▸ **ZU LESENDER TEXT**
------
Besonders Frauen als „schwächeres Glied der Gesellschaft“ fallen diesen Formen der Gewalt leicht zum Opfer. An staatlich unterstützten Zufluchtsorten oder psychologische Hilfe für traumatisierte Frauen mangelt es jedoch ganzheitlich. Weiterhin werden Frauen in Puncto Selbstbestimmung und Unabhängigkeit durch die „adat“, das sogenannte Gewohnheitsrecht, massiv beschnitten.
Daneben nutzen einflussreiche Großkonzerne bereits seit Jahrzehnten fruchtbares Ackerland in Papua zugunsten der eigenen Profitmaximierung. Landgrabbing ist hier ein unfassbar großes Problem, das immer wieder zu gewaltvollen Auseinandersetzungen zwischen der Regierung und den Indigenen führt. Die Menschen werden mitsamt ihren Familien von den Ländereien vertrieben und ihr Überleben unmittelbar gefährdet. Holz-, Palmöl- und Bergbaufirmen aus dem Westen kaufen das Land der Einheimischen bei der Regierung auf, wobei weniger als zehn Prozent der Entwaldungsprojekte in Papua mit Zustimmung der dort ansässigen Familien durchgeführt werden. Das Landgrabbing und die massive Abholzung haben nicht nur ökologische Folgen, es raubt den Papua ihre Lebensgrundlage.
Bist du in deinem Alltag als Freiwillige mit solchen Herausforderungen selbst konfrontiert worden?
Hiba: Ich muss sagen, dass man hier durch die „adat“ noch sehr an traditionellen Rollenbildern festhält. Das bleibt in meinem Alltag natürlich nicht unbemerkt. Rauchen, kurze Bekleidung oder abends als Frau alleine das Haus zu verlassen, sind für viele Menschen noch immer absolute No Go´s. Ansonsten fällt mir immer wieder auf, dass man es öffentlich meidet über Politik zu sprechen. Am Unabhängigkeitstag sollte ich aus Sicherheitsgründen meine Einsatzstelle nicht verlassen.
------
▸ **BEREITGESTELLTE DATEN**
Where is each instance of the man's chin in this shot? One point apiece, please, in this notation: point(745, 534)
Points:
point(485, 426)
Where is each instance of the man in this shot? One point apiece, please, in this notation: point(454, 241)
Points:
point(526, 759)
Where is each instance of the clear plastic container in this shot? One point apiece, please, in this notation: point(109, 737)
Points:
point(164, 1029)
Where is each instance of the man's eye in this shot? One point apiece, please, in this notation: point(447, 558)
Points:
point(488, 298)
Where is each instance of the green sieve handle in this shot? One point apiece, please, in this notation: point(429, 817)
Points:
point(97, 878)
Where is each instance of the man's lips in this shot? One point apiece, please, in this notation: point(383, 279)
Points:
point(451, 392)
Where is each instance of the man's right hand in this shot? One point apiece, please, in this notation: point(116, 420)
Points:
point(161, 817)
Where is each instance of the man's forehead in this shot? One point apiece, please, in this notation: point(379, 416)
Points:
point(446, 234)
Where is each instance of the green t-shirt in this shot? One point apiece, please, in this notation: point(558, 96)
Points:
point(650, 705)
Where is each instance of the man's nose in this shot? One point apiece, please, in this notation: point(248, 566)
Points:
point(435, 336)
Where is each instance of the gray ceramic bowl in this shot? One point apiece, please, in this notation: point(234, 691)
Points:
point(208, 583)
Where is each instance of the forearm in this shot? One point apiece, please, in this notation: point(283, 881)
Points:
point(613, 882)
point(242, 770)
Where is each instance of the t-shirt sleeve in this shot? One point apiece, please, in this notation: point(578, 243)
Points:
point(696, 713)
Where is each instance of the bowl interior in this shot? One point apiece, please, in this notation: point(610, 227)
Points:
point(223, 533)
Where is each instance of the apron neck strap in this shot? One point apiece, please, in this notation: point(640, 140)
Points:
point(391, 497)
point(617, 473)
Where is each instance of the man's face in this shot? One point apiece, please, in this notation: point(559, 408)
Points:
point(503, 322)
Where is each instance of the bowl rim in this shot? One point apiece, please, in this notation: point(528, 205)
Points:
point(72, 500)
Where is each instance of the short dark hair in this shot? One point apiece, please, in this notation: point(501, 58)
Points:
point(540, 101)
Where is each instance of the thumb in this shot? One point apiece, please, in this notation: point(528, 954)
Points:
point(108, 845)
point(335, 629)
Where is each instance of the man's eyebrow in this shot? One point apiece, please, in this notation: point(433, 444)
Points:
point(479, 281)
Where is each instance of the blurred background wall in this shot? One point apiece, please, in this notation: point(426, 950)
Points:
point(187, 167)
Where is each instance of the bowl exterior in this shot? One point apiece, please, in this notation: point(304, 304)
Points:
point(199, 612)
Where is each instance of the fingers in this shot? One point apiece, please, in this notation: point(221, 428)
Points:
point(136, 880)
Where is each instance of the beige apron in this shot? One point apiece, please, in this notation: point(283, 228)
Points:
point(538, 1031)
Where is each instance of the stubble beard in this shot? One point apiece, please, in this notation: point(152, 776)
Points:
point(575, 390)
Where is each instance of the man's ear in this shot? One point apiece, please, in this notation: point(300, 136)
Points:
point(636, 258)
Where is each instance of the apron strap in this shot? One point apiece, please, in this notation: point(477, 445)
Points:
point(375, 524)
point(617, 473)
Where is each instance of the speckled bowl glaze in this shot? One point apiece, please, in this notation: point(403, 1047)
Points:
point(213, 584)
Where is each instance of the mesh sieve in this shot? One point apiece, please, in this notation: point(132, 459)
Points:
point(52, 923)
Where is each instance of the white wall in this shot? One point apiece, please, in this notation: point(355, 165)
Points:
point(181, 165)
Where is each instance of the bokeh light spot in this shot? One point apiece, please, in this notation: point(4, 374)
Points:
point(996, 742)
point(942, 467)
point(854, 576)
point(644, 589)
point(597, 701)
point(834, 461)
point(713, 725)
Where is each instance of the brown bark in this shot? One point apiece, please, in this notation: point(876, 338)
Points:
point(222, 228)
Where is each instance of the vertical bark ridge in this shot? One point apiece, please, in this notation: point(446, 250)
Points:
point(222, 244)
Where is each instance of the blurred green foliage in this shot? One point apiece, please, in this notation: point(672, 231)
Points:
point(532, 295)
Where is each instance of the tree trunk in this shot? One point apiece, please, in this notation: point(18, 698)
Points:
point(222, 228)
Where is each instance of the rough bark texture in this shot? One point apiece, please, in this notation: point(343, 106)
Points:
------
Führe den Text über die Lage der Frauen und das Landgrabbing in Papua im Anschluss an seinen letzten Satz weiter.

Mir ist es wichtig die indonesische adat anzunehmen und meine eigenen Überzeugungen herauszufordern und zu erweitern. Oft saß ich abends mit Freundinnen auf dem Balkon und fragte mich, ob sie es nicht missen, mal bis in die Nacht auszugehen. Aber ich habe gelernt, dass Sozialisieren hier einfach auch auf andere Weise funktioniert. Betelnuss kauen mit den Nachbarn, stricken, Motorradfahren, zusammen den Sonnenuntergang sehen, Karaoke singen usw. Zudem bewege ich mich überwiegend in sehr liberalen Kreisen. Mir sind meine Freunde hier schon sehr ans Herz gewachsen.
Ich verbringe ein Jahr in diesem Land. Ich bin diesen Dienst angetreten, um Indonesien zu erleben. Als Mitglied dieser Gesellschaft ist es mit wichtig zu demonstrieren, dass ich willens bin, die Kultur hier und damit eben auch die adat zu respektieren und anzunehmen, dementsprechend passe ich mich kleidungstechnisch an und versuche mein Verhalten bestmöglich an das der Einwohner anzupassen, ohne meine eigenen Überzeugungen und Bedürfnisse zu vernachlässigen.
![Fünf Personen stehen nebeneinander in einer grünen Landschaft. Alle lächeln in die Kamera, die rechte Person streckt ihren linken Arm in die Luft.](files/media/bilder/news/Freiwillige/2024/2024-07-18-Internationaler%20Tag%20Gerechtigkeit-Indonesien/Indonesien2.webp)
Welche drei Dinge verbindest du persönlich mit Indonesien?
Hiba:
- Den Reiskonsum: Reis ist hier wirklich das Grundnahrungsmittel. Morgens, mittags und abends isst man hier gerne Reis. Natürlich gibt es hier und da auch mal was anderes, aber Reis werde ich für immer mit Indonesien verbinden.
- Die lieben Grüße und intensiven Gespräche, wo immer man hingeht. Sei es auf dem Weg zur Schule oder zum Markt, überall wird man freundlich gegrüßt oder beschenkt. Die Menschen fragen, wo man hinmöchte, ob man eine Mitfahrgelegenheit braucht und wo man herkommt. Die Indonesier, die ich kennenlernen durfte, sind unfassbar aufgeschlossen, neugierig, und keinesfalls schüchtern.
- Karaoke: Indonesier lieben es einfach zu jedem Anlass Karaoke zu singen. Viele Familien haben eine riesige Soundanlage Zuhause und sonntags tönt es aus allen Häusern und Cafés.
![Drei elegant gekleidete Frauen stehen in einem Raum nebeneinander und lächeln in die Kamera. Im Hintergrund sind verschiedene Flaggen zu sehen sowie die Folie einer projizierten Präsentation.](files/media/bilder/news/Freiwillige/2024/2024-07-18-Internationaler%20Tag%20Gerechtigkeit-Indonesien/Indonesien1.webp)
Hast du einen Wunsch zum Internationalen Tag für Gerechtigkeit?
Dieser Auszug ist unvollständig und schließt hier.